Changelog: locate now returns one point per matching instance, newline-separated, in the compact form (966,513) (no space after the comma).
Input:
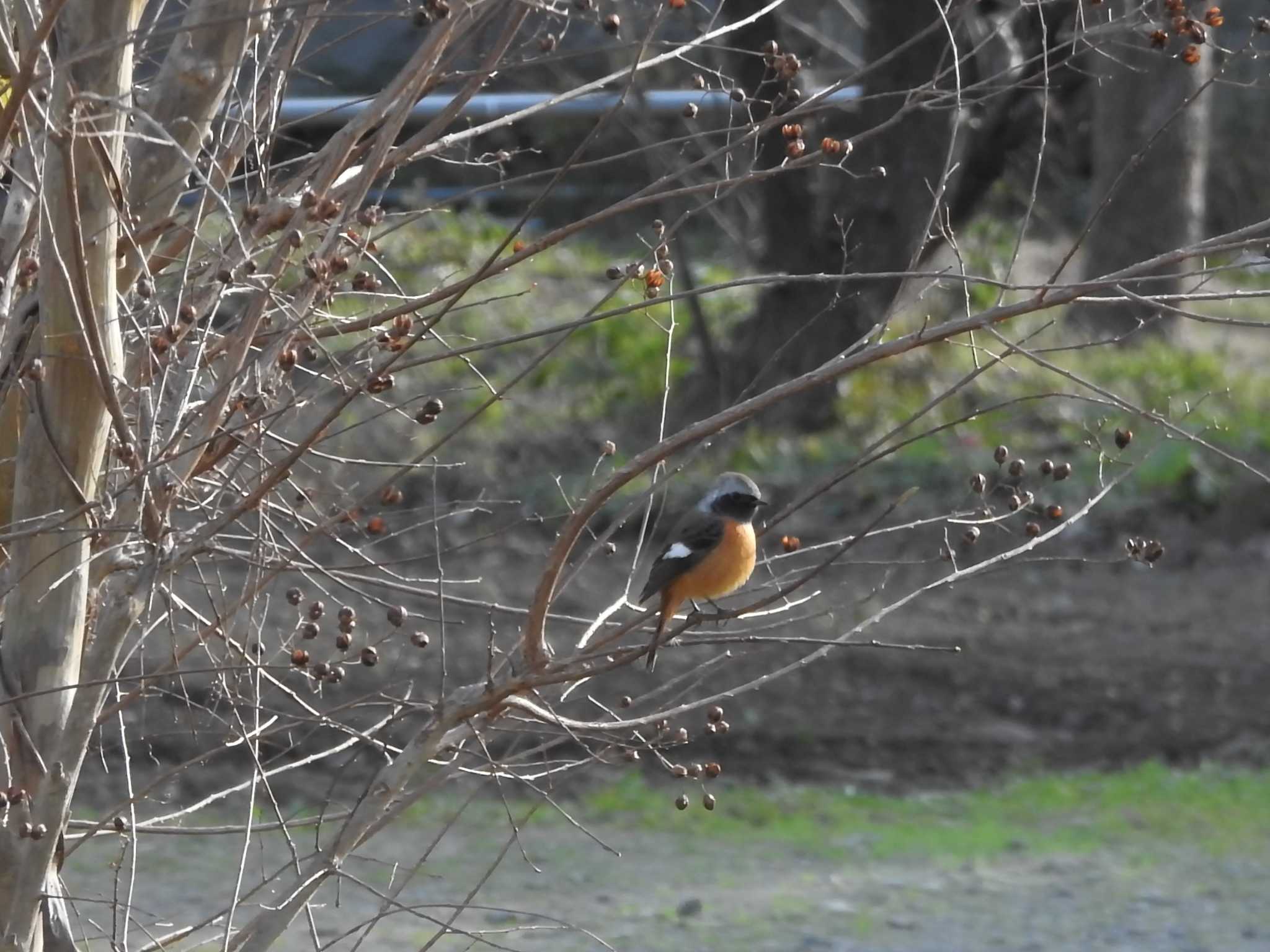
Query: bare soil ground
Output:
(1065,664)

##########

(Exercise objective)
Swap "soil" for "dirt" throughout the records above and write them out again with everything else unchanged, omitting the pictures.

(The solution)
Changelog: locate now returns one point per matching instance, newline-separated, in the compact form (966,513) (no space after the comma).
Input:
Query: bare dirt ground
Output:
(1065,664)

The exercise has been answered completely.